- **Exercise brief**
Put the lines of the material, from the line containing "Query: Where is the stone arch in this image?" through the end, into a numbered list, both ends included and blank lines omitted.

Records from a collection:
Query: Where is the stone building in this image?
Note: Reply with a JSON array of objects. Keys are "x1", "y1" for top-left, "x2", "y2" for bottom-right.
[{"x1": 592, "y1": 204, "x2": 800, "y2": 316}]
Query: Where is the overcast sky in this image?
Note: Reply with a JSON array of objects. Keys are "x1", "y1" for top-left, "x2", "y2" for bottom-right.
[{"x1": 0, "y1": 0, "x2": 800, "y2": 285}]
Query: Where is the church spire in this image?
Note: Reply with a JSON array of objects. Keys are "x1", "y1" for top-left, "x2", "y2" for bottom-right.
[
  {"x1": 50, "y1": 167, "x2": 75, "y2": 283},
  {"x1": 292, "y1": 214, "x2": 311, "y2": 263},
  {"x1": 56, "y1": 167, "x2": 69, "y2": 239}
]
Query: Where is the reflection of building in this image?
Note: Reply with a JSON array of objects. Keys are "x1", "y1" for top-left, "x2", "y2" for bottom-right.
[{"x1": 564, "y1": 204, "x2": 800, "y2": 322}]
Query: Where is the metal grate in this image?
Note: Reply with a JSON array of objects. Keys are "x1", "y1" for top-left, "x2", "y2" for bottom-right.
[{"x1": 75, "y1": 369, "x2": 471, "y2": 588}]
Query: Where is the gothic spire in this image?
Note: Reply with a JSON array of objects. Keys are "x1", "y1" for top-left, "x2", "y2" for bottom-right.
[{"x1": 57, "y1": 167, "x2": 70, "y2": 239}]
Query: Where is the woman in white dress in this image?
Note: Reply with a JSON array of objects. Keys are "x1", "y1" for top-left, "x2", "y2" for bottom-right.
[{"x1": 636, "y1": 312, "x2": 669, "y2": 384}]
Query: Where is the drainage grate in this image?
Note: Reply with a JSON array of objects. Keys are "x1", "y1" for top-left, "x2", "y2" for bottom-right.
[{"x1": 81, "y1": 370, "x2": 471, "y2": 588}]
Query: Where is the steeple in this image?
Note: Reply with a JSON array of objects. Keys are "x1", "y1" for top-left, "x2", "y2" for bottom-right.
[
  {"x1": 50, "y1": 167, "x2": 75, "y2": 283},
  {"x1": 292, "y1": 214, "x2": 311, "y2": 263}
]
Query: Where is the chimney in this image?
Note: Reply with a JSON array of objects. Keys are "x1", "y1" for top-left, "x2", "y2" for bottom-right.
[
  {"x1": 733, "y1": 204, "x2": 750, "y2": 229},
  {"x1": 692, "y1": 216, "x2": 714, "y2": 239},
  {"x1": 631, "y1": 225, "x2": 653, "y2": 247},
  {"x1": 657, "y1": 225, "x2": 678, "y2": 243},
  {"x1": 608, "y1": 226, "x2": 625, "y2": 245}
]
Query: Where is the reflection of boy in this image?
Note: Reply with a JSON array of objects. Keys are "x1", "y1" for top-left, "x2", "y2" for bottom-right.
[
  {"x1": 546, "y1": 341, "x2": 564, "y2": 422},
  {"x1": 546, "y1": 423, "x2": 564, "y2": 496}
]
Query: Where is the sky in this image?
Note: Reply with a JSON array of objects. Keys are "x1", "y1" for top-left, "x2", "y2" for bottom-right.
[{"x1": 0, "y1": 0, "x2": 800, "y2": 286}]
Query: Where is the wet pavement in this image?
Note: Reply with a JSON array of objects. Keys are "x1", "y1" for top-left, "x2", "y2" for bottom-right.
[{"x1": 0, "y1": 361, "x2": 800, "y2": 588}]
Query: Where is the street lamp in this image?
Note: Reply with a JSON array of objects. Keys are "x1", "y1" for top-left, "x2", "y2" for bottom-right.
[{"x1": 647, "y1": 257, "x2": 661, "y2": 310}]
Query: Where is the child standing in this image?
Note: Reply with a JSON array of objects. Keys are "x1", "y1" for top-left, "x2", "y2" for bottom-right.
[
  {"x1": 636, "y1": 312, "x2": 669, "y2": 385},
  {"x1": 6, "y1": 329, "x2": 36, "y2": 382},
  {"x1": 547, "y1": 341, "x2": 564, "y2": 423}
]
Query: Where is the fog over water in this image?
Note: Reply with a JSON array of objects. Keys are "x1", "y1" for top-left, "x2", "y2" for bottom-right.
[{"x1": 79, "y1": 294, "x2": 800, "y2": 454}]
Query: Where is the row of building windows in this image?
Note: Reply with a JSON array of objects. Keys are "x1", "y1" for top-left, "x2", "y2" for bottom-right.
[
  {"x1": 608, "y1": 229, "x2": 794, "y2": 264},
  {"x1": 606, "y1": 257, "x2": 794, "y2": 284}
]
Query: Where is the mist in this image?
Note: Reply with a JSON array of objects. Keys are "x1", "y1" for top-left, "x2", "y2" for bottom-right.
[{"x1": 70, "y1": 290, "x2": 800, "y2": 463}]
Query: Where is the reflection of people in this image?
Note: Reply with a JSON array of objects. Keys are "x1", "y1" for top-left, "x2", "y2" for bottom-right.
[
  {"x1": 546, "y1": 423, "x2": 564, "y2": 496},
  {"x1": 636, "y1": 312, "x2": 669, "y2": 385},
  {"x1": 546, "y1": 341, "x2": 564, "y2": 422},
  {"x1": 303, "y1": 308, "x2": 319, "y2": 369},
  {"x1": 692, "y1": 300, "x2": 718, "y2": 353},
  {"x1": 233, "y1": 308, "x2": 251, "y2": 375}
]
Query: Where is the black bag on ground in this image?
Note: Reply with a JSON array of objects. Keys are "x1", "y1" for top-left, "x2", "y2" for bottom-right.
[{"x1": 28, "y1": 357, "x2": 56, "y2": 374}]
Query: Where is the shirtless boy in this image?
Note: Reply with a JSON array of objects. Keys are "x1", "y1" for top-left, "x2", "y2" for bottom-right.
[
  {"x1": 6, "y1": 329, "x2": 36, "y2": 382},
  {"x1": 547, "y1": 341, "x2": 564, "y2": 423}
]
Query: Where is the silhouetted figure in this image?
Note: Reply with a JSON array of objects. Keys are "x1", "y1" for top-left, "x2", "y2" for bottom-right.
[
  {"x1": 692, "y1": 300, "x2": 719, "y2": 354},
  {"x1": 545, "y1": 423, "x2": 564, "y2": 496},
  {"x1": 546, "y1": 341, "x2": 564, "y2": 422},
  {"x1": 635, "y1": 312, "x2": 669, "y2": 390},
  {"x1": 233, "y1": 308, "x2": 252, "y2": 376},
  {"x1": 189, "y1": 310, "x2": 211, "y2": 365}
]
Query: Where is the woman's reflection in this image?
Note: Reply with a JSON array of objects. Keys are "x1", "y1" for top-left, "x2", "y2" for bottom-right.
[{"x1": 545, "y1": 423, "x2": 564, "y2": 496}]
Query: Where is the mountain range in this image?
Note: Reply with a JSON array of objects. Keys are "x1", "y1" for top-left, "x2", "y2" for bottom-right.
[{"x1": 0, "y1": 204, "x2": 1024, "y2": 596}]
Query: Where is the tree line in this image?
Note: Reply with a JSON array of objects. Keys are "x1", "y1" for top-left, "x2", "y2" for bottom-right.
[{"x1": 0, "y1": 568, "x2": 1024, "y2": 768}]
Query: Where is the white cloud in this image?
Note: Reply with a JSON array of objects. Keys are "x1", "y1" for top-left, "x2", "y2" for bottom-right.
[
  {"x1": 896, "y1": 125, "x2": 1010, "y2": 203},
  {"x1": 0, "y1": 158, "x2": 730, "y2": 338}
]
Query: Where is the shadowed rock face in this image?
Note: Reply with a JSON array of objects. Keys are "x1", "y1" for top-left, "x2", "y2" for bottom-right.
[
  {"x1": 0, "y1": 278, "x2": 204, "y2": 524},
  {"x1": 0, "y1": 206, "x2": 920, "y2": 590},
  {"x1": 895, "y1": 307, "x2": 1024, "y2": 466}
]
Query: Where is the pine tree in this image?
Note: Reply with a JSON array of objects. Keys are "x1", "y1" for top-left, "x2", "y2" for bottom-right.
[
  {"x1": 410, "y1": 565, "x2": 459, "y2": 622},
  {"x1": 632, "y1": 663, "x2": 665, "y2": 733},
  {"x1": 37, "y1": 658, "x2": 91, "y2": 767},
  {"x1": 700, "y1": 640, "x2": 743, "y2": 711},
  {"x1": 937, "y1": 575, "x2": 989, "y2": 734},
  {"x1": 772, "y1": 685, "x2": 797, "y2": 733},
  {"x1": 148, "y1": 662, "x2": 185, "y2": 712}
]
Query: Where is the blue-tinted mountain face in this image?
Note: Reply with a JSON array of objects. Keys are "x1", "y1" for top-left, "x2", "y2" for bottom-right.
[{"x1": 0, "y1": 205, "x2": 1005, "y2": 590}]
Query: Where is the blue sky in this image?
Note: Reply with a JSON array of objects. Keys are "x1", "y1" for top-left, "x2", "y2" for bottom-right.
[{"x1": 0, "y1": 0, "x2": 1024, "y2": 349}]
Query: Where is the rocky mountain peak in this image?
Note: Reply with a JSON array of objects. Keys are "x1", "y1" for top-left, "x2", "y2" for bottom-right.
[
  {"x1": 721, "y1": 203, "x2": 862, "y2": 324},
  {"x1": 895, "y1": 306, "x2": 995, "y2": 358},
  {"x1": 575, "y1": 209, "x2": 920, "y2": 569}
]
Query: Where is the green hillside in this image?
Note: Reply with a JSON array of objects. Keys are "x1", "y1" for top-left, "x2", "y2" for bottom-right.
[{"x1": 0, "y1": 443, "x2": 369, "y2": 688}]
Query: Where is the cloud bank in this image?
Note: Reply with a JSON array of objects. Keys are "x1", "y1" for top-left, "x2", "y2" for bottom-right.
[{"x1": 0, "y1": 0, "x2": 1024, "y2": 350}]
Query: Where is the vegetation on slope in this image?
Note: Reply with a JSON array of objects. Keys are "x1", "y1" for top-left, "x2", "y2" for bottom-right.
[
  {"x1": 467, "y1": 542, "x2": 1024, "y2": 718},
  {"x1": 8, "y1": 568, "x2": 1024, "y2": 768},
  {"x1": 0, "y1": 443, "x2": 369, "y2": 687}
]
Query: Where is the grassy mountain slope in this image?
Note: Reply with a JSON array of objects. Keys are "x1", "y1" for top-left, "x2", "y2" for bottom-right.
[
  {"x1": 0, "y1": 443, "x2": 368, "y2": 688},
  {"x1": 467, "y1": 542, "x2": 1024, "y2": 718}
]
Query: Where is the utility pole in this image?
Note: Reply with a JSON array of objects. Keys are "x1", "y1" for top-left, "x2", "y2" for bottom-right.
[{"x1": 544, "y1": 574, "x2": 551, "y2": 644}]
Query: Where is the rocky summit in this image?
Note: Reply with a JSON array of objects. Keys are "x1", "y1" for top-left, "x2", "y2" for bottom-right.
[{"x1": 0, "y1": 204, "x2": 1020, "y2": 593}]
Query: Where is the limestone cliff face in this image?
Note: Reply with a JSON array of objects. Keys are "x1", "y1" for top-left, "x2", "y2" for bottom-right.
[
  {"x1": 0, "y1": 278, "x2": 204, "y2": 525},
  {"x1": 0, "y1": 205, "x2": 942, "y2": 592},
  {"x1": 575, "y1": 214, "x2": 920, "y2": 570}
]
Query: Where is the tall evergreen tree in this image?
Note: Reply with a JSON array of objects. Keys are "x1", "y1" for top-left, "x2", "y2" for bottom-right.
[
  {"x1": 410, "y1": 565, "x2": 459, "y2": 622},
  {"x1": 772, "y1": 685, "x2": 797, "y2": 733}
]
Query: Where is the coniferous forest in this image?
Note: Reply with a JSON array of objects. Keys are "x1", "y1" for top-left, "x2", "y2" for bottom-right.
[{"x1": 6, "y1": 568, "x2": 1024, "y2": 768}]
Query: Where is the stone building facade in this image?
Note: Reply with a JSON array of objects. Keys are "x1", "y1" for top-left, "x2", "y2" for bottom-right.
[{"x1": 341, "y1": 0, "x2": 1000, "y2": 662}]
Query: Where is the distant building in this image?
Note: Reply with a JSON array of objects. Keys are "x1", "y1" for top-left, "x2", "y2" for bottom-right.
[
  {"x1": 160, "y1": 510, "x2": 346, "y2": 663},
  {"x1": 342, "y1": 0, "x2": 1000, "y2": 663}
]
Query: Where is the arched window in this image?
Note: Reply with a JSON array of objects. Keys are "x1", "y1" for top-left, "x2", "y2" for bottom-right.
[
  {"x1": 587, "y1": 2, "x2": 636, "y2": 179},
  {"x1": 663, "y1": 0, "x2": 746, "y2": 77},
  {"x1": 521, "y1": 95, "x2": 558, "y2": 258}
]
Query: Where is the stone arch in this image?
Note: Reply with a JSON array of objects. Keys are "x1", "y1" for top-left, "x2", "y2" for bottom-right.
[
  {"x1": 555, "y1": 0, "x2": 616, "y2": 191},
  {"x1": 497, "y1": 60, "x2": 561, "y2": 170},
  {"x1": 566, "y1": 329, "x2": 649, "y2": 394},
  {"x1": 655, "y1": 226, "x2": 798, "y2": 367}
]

- **Exercise output**
1. Query: Where is the stone arch in this image?
2. Note: Reply with a JSON array of objects. Keys are "x1", "y1" for top-left, "x2", "y2" for bottom-right.
3. [
4.   {"x1": 555, "y1": 0, "x2": 616, "y2": 191},
5.   {"x1": 497, "y1": 60, "x2": 561, "y2": 170},
6.   {"x1": 566, "y1": 329, "x2": 649, "y2": 394},
7.   {"x1": 655, "y1": 226, "x2": 798, "y2": 367}
8. ]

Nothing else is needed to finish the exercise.